Supplied information.
########

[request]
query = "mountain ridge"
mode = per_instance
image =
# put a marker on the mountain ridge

########

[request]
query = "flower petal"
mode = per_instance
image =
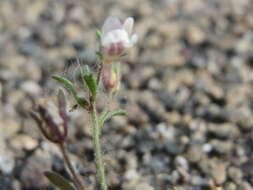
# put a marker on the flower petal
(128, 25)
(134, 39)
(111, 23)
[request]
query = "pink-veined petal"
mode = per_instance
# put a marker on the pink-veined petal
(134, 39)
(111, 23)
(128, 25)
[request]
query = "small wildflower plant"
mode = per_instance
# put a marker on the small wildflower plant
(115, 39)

########

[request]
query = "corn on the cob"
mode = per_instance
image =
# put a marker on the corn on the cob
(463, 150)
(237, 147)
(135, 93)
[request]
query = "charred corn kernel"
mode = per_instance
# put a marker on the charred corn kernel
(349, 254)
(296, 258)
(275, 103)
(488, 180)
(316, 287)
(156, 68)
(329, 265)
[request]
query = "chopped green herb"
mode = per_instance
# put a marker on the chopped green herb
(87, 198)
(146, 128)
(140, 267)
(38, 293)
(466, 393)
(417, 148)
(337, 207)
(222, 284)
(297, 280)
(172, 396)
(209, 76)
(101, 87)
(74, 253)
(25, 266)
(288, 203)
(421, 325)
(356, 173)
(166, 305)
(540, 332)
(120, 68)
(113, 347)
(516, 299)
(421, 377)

########

Exercise objective.
Search the listing for "mountain" and show every line where it occurs.

Exercise response.
query = "mountain ridge"
# put a marker on the mountain ridge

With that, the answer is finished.